(Data records Opens)

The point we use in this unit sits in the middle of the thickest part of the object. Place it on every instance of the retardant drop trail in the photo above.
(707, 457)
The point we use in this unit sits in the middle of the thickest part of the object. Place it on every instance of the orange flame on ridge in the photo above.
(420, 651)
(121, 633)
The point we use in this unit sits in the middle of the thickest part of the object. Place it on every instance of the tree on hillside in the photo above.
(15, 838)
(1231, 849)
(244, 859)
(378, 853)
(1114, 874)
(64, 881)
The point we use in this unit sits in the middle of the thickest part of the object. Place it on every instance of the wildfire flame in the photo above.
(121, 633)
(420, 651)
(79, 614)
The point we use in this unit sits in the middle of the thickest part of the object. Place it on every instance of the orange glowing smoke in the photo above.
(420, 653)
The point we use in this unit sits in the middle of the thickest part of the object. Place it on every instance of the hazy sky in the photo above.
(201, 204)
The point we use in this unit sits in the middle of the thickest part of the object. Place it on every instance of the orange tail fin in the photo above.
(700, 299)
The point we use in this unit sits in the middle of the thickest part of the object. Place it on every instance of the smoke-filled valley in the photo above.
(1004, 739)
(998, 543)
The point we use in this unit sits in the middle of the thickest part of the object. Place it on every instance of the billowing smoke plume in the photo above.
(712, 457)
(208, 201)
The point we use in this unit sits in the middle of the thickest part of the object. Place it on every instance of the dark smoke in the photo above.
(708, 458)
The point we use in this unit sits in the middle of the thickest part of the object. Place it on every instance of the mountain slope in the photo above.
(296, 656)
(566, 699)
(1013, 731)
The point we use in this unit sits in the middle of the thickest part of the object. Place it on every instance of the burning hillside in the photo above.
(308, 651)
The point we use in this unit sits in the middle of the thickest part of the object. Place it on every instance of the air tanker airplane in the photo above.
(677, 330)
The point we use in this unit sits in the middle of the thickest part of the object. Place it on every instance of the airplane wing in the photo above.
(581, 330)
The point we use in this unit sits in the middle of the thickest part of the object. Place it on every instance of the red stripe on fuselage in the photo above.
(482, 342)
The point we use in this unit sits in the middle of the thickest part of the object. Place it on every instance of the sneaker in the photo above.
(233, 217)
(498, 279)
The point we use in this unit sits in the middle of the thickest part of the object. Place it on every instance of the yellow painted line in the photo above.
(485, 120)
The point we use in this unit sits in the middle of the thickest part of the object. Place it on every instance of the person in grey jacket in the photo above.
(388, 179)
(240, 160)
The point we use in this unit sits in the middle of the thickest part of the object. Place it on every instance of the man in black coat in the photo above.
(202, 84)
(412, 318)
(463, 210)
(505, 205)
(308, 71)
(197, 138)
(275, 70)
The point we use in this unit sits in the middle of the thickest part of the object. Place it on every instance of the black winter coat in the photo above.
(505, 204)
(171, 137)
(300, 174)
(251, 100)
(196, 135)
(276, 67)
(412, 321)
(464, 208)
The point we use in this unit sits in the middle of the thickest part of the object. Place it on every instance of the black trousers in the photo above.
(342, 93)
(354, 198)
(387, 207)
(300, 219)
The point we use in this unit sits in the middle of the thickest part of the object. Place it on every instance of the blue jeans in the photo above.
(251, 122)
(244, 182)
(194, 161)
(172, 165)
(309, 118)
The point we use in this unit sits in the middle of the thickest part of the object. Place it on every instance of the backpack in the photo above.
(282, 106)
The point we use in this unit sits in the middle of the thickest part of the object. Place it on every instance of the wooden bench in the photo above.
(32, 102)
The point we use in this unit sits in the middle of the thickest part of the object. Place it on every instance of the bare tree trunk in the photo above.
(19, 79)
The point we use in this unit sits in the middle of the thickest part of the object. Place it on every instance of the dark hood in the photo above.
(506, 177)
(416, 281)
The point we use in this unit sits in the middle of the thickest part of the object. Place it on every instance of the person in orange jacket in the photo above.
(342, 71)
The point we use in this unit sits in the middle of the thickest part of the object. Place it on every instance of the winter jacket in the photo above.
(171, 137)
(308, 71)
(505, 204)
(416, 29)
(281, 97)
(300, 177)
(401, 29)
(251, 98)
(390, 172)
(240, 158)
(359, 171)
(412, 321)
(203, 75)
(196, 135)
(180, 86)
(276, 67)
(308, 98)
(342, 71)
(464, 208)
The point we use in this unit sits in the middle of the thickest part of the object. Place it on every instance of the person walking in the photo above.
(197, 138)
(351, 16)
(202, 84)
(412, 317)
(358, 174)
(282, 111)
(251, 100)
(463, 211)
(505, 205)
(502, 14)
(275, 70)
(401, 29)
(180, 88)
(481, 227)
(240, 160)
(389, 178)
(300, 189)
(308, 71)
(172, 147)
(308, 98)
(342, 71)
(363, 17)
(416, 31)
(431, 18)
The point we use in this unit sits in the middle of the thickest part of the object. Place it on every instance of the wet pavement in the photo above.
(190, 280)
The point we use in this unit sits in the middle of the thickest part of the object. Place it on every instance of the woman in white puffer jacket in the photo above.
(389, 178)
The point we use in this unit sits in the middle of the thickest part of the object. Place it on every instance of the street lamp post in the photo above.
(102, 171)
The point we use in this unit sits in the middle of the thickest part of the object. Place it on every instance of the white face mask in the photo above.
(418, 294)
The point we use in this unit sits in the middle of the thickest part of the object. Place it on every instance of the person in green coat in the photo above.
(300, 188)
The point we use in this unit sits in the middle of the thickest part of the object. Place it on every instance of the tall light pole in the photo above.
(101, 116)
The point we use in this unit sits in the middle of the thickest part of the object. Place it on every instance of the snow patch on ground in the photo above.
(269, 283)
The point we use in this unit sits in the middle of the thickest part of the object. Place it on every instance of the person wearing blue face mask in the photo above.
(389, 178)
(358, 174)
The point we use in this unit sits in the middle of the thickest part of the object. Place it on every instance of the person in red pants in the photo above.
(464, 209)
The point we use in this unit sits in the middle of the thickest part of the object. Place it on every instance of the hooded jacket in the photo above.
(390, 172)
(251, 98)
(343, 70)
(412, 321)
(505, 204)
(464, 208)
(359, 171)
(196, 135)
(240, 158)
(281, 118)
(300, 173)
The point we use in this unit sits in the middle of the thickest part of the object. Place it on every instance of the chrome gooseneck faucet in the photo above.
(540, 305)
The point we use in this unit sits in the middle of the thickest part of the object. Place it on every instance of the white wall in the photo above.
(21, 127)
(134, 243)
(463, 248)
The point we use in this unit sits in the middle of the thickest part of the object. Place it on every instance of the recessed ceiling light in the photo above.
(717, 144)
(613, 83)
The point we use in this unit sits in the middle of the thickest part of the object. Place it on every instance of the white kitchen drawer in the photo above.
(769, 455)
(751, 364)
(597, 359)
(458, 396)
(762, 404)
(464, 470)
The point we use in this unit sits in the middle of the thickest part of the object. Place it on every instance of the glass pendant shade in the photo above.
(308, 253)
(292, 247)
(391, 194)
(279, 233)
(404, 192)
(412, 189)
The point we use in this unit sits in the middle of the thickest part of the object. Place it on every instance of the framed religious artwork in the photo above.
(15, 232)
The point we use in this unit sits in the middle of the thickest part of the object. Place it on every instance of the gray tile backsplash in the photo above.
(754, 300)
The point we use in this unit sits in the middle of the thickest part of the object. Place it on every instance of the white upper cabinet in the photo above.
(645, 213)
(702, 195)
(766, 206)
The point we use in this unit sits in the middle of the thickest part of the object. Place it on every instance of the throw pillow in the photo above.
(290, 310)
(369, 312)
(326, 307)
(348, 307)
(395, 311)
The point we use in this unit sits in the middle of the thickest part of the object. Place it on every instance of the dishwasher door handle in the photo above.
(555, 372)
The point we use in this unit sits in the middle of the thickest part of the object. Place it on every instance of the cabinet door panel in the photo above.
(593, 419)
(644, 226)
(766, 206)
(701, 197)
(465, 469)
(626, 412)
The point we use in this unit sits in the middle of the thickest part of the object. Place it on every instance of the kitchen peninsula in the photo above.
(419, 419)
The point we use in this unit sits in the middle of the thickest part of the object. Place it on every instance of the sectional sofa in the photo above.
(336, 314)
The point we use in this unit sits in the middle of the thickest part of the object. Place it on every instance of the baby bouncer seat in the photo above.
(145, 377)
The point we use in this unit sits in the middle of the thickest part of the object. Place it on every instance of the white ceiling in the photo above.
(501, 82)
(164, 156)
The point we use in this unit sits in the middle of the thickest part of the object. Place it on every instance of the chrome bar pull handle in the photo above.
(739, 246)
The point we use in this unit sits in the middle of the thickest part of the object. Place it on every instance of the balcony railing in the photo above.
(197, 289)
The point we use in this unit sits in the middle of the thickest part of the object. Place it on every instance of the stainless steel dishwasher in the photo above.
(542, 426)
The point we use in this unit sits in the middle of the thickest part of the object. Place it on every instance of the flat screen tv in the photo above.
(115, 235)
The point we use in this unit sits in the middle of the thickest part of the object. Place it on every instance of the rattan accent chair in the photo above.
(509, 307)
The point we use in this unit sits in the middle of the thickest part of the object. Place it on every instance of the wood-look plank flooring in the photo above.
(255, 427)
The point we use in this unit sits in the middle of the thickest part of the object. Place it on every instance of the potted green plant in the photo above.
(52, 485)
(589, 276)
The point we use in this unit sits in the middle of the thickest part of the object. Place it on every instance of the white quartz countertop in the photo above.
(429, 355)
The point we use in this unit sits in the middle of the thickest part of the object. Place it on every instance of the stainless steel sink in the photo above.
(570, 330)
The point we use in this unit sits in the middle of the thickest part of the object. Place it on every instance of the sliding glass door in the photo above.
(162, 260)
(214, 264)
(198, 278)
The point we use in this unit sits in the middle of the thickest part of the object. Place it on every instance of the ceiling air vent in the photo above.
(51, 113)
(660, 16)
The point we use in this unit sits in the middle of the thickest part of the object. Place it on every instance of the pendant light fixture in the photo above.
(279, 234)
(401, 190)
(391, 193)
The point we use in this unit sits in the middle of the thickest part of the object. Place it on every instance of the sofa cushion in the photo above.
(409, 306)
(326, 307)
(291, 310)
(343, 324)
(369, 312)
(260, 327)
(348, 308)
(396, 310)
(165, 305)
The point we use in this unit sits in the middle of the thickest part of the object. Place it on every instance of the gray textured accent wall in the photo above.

(Data records Closes)

Exercise prompt: The answer must be the lines from the one containing "vent in the photo above." to the final line of the data above, copied exactly, both included, with nothing added.

Task result:
The point we use in this unit sits in the middle of the thickest part of the object. Place it on every instance of the ceiling air vent in the photo above.
(51, 113)
(660, 16)
The point we use in this unit sits in the middle of the thickest part of the object. Place it on every instance of the pendant light fixture in the photo above.
(279, 234)
(401, 190)
(391, 193)
The point we use in this unit sits in the middle of the thickest part of the object. Place it on every instance of the sofa cushion in the photo above.
(409, 306)
(326, 307)
(291, 310)
(343, 324)
(369, 312)
(260, 327)
(348, 308)
(396, 310)
(165, 305)
The point we use in this unit sits in the middle of the thickest part of the object. Place it on every instance of the gray textured accent wall in the photo above.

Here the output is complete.